Tasks and exercises >>
1. In the article on dogs given as gifts, edit the part that opens with the words containing "Why is giving" and closes with "becomes a burden.", putting "new owner" in place of "recipient".
2. Decide whether each statement below agrees with the article on dogs given as gifts, and back each yes or no with the deciding words from that article. (a) The Dogs Trust first used the slogan in 1978. (b) The ManxSPCA gets several calls a day about dogs that bark while their owners are out. (c) The article says that giving a pet as a gift is always a problem.
3. Extend the article on dogs given as gifts, starting after its last sentence.

──────── Page extract

‘A dog is for life not just for Christmas’ is one of the most recognizable strap lines in the UK and it’s stood the test of time – perhaps because its message is such a simple, but important, one. The slogan was created and first used by the Dogs Trust in 1978 when the charity estimated that about 20% of dogs were given as gifts.
Why is giving a dog, or any other pet, as a gift such a problem? Well, in some cases it isn’t because the lucky recipient will be well aware that they are about to receive an animal into their lives, and they will have the appropriate resources (from both a knowledge and financial perspective) and environment to give that animal the best possible care.
The problem arises when the recipient may not have the necessary skills or money, or live in appropriate accommodation, which means that the gift eventually becomes a burden.
There has been a lot of publicity in the last year about ‘pandemic puppies’ and the need for people to have a pet in their lives to help them cope with loneliness, or as a diversion from world events … and it remains to be seen whether we see an upturn in unwanted dogs, and cats, on the Isle of Man in the next year as more people go back to work in offices, and start to travel more frequently. There are already signs that dogs are being left alone in their homes on a more frequent basis, if the number of complaints to the ManxSPCA is anything to go by – the charity is fielding several calls a week about dogs that bark all day while owners are out at work. So, whilst these dogs may not have been purchased as gifts, it’s clear that the long-term implications of ownership were not thought through.

────────────────
──────── Records provided

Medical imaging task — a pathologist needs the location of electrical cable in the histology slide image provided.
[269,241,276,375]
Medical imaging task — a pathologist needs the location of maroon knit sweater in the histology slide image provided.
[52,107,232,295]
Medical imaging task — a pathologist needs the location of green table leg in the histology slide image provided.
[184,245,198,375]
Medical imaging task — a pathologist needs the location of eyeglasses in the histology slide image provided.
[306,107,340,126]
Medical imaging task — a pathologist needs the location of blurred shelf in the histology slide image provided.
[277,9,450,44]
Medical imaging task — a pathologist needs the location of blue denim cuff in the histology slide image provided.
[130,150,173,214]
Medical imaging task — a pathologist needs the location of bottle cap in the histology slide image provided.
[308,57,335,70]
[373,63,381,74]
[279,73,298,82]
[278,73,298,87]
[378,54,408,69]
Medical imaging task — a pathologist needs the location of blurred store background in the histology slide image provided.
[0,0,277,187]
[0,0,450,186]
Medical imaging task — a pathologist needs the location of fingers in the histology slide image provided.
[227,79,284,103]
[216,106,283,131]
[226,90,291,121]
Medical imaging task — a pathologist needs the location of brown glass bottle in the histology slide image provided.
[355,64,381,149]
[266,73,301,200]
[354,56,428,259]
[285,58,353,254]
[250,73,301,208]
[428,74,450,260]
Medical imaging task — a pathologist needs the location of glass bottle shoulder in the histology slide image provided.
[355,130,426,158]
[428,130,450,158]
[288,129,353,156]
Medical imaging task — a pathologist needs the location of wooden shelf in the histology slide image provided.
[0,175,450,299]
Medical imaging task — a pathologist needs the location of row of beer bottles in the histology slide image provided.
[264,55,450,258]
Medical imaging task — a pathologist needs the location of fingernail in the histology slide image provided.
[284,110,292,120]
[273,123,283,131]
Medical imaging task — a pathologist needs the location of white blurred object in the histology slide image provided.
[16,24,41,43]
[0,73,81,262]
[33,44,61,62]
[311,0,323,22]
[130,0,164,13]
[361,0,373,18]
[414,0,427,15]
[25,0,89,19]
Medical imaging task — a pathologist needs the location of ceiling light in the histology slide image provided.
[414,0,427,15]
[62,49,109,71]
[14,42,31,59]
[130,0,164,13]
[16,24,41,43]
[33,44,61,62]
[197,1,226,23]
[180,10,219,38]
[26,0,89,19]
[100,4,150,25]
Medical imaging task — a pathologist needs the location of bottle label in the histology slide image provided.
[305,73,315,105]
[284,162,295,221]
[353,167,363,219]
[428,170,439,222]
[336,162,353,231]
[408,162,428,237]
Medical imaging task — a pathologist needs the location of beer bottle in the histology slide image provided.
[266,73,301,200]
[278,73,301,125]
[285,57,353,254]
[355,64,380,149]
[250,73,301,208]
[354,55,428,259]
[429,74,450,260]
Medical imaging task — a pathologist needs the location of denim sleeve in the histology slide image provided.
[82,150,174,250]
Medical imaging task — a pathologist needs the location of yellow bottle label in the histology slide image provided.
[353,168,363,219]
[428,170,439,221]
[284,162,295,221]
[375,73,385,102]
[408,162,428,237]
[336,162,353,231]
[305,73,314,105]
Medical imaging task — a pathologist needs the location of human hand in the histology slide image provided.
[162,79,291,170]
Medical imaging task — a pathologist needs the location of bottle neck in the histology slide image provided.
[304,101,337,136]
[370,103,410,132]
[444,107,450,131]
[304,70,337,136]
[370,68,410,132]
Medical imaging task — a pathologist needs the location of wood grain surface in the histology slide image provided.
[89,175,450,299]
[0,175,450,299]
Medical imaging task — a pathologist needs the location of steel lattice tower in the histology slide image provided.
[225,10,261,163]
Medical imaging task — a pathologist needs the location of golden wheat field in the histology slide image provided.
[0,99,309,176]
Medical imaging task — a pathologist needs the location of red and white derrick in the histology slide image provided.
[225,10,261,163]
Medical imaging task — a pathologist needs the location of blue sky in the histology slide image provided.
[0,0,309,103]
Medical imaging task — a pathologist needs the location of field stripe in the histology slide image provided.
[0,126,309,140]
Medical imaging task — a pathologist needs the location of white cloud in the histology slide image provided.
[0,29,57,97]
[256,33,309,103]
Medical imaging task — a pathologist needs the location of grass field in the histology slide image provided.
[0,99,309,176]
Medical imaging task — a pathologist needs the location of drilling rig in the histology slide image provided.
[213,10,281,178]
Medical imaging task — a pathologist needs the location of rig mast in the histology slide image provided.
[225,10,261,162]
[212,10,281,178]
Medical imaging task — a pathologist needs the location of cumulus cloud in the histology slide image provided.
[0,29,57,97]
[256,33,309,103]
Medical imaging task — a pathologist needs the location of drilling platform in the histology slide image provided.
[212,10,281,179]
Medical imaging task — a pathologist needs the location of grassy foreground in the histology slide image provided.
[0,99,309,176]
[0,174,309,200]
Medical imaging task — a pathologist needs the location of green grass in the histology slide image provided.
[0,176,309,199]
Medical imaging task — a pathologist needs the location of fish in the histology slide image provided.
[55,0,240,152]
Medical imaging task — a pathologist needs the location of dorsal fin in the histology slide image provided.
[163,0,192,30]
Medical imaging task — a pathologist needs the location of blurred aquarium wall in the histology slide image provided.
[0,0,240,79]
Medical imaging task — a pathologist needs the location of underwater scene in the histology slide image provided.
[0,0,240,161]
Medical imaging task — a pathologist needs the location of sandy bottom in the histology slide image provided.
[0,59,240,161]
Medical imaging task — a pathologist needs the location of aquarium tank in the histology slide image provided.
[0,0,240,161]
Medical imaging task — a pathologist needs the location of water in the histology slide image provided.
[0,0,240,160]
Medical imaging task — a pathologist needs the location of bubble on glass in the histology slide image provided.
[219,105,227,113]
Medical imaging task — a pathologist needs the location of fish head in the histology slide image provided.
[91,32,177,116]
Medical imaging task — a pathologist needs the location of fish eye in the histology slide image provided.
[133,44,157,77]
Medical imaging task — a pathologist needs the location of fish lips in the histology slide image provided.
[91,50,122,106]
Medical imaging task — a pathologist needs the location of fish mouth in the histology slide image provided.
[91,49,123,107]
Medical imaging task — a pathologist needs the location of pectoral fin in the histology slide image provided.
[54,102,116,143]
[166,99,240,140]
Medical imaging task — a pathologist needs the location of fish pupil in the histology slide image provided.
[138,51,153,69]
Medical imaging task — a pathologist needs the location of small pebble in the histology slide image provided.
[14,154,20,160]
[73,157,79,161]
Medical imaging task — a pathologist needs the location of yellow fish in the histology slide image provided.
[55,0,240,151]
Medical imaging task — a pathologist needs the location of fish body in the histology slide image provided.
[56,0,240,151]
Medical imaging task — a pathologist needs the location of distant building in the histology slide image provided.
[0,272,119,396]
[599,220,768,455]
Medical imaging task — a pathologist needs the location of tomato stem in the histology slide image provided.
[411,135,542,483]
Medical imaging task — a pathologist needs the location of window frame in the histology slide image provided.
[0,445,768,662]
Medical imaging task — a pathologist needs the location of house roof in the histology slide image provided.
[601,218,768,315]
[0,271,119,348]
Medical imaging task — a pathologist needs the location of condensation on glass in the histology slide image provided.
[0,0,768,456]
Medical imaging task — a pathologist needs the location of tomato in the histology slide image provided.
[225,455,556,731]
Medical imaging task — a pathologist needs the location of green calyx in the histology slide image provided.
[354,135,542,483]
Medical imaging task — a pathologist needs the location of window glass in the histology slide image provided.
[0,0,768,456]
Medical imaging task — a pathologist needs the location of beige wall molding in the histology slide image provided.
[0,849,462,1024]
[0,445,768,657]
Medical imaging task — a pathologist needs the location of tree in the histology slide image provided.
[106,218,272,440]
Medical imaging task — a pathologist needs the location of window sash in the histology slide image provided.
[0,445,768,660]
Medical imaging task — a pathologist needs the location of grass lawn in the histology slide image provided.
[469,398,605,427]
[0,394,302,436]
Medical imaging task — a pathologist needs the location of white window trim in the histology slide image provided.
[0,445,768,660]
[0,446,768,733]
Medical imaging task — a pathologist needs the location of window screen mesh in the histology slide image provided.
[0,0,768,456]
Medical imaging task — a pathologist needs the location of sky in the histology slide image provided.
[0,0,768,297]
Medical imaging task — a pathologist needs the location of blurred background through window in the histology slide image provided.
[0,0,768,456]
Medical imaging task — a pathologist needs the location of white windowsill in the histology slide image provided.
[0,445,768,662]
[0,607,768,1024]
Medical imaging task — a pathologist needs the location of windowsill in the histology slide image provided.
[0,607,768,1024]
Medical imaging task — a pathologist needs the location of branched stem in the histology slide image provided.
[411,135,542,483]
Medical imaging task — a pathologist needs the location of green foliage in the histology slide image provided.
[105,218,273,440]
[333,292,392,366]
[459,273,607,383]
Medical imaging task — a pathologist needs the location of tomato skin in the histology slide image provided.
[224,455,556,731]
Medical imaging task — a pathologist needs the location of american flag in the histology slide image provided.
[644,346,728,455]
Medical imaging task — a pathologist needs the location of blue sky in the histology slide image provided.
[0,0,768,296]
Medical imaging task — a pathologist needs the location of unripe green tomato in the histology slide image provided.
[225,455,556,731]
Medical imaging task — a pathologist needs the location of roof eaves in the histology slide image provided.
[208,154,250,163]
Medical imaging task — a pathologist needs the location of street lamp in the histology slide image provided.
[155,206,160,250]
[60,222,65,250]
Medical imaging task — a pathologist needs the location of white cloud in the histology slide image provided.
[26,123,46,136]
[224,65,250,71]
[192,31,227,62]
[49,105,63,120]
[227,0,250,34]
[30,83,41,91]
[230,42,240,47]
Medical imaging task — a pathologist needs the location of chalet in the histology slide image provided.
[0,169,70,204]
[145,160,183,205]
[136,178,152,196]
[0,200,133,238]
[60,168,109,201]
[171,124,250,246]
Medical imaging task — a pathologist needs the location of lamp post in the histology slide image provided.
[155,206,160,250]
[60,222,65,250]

────────────────

Per-task answers >>
1.
Why is giving a dog, or any other pet, as a gift such a problem? Well, in some cases it isn’t because the lucky new owner will be well aware that they are about to receive an animal into their lives, and they will have the appropriate resources (from both a knowledge and financial perspective) and environment to give that animal the best possible care.
The problem arises when the new owner may not have the necessary skills or money, or live in appropriate accommodation, which means that the gift eventually becomes a burden.

2.
(a) Yes: "The slogan was created and first used by the Dogs Trust in 1978"
(b) No: "the charity is fielding several calls a week about dogs that bark all day while owners are out at work"
(c) No: "in some cases it isn’t because the lucky recipient will be well aware that they are about to receive an animal into their lives"

3.
Separation anxiety is a common problem in dogs, and the pandemic has made it worse: puppies became used to owners being around them most of the time, to then suddenly be left on their own for prolonged periods. It’s little wonder that they bark incessantly, wanting their owners to return, and then start to display destructive behaviors such as chewing furniture and urinating in inappropriate places. Responsible dog owners put remedies in place, and either pay for dog daycare or a dog walker, ask relatives to help out, or return home to give their dog a long lunchtime walk.
Thankfully most people understand that dog ownership is a huge commitment, and they know that if they can’t cope they can turn to the ManxSPCA who will take their dog and find him, or her, a loving new home.
But spare a thought for the humble rabbit, or guinea pig. For many years these poor creatures have been the real victims of ill-thought-through purchases, and have often been bought as gifts (birthday and Christmas presents) for children. But, contrary to popular belief, they are not an ideal children’s pet not least because they can live for a very long time – ten to twelve years in the case of rabbits; and six to eight years in the case of Guinea pigs.
Rabbits, in particular, require careful handling and can suffer spinal problems if they are picked up in the wrong way, plus they can give a nasty scratch with the nails on their powerful back legs. They are also high-maintenance and require cleaning out daily and regular husbandry, and a six or seven year old child soon loses interest.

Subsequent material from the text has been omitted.